## Enunciado A
No texto sobre o acompanhamento de agressores sexuais de crianças, quantas grandes causas aponta Pedro Brás para a obsessão com o sexo com crianças?
## Enunciado B
Copie, por favor, do texto sobre o acompanhamento de agressores sexuais de crianças, o trecho que começa nas palavras que contêm "A primeira tem" e termina em "5, por exemplo.".

## Secção do texto
»»
Mas nem mesmo isso é suficiente para resistir ao impulso que sentem e os casos de reincidência muitas vezes não são conhecidos. Por isso, quando questionado sobre a eficiência deste acompanhamento, a resposta é sempre difícil.
"É muito difícil prever a taxa de sucesso deste acompanhamento porque o problema da reincidência de crimes sexuais deste tipo é que raramente se sabem, a menos que essas pessoas sejam presas novamente. Quase nunca se sabe a eficácia porque tudo é feito em segredo e estamos a estudar uma impulsos e obsessões que levam ao prazer", lamenta.
É nas consultas de apoio que os especialistas tentam compreender o porquê destas motivações e desta obsessão com o sexo com crianças, e diz Pedro Brás que há três grandes causas que o explicam.
A primeira tem que ver com a descoberta da sexualidade na infância, onde é muito frequente "crianças de 12 anos terem atividades sexuais quase como brincadeira." O problema acontece quando essa experiência acontece entre crianças que têm uma diferença de idades muito grande, como uma relação que envolva uma criança de 12 com outra de 6 ou 5, por exemplo.
««
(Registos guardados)
»»
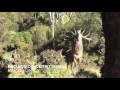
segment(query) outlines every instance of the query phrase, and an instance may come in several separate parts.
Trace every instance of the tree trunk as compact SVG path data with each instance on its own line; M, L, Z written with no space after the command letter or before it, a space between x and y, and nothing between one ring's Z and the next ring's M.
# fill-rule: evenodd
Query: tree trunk
M120 78L120 12L103 12L105 61L103 78Z

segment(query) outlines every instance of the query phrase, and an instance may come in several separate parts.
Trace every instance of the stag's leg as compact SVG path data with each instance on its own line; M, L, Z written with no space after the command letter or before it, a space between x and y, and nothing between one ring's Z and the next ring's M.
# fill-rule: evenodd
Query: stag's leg
M79 58L78 59L78 64L79 64L78 66L79 66L79 68L81 67L81 63L82 63L81 61L82 61L82 58Z
M77 67L77 61L76 59L74 58L73 62L72 62L72 66L71 66L71 70L72 70L72 73L75 75L75 67ZM75 71L75 72L74 72Z

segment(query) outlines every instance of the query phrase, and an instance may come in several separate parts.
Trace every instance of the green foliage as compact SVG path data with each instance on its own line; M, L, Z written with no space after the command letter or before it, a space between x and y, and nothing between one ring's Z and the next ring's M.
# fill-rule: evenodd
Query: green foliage
M41 71L40 70L35 70L32 72L32 77L34 78L40 78L41 77Z
M30 49L29 45L32 44L32 36L29 32L17 32L11 40L13 46L18 46L20 49Z
M31 28L32 40L34 49L40 49L43 45L51 40L51 30L48 26L36 22L35 26Z
M5 52L3 55L2 55L2 58L5 59L5 60L8 60L10 58L10 53L9 52Z
M71 70L65 68L49 68L46 78L73 78Z
M61 65L65 63L65 58L60 51L47 49L40 53L40 62L45 65Z
M83 71L78 77L96 78L103 66L105 39L102 32L102 21L98 12L69 12L62 13L55 23L55 50L67 50L73 46L74 35L70 31L82 29L84 35L90 32L90 44L83 40ZM57 14L56 14L57 15ZM57 18L57 19L58 19ZM52 30L49 12L1 12L0 13L0 56L5 64L30 64L37 61L46 65L65 65L65 58L60 51L52 50ZM69 38L66 38L66 35ZM65 40L67 39L67 40ZM47 50L46 50L47 49ZM51 49L51 50L50 50ZM34 53L37 52L36 55ZM41 53L40 53L41 52ZM96 64L96 65L94 65ZM97 74L96 74L97 73ZM9 77L75 77L71 70L65 68L49 68L47 74L32 68L32 73L11 72Z

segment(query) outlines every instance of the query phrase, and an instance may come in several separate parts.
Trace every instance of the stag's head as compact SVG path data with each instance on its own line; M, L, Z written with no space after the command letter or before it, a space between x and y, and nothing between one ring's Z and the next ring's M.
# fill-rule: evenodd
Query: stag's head
M76 39L77 39L77 41L82 41L82 33L81 33L81 30L77 30Z

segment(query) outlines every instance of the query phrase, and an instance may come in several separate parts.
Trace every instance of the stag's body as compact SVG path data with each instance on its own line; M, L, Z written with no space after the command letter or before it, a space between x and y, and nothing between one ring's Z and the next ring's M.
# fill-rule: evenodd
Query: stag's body
M82 34L81 31L78 30L77 34L75 35L74 45L72 49L69 49L66 52L67 68L69 63L71 63L72 72L75 66L80 67L82 56L83 56Z
M90 38L87 38L87 36L83 36L84 31L81 33L81 30L77 30L77 34L74 38L74 45L72 49L67 50L66 52L66 59L67 59L67 67L68 64L71 63L71 69L73 72L74 67L80 67L82 62L82 56L83 56L83 41L82 39L87 39L90 41ZM73 72L74 73L74 72Z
««
## Resultado A
Três grandes causas.

## Resultado B
A primeira tem que ver com a descoberta da sexualidade na infância, onde é muito frequente "crianças de 12 anos terem atividades sexuais quase como brincadeira." O problema acontece quando essa experiência acontece entre crianças que têm uma diferença de idades muito grande, como uma relação que envolva uma criança de 12 com outra de 6 ou 5, por exemplo.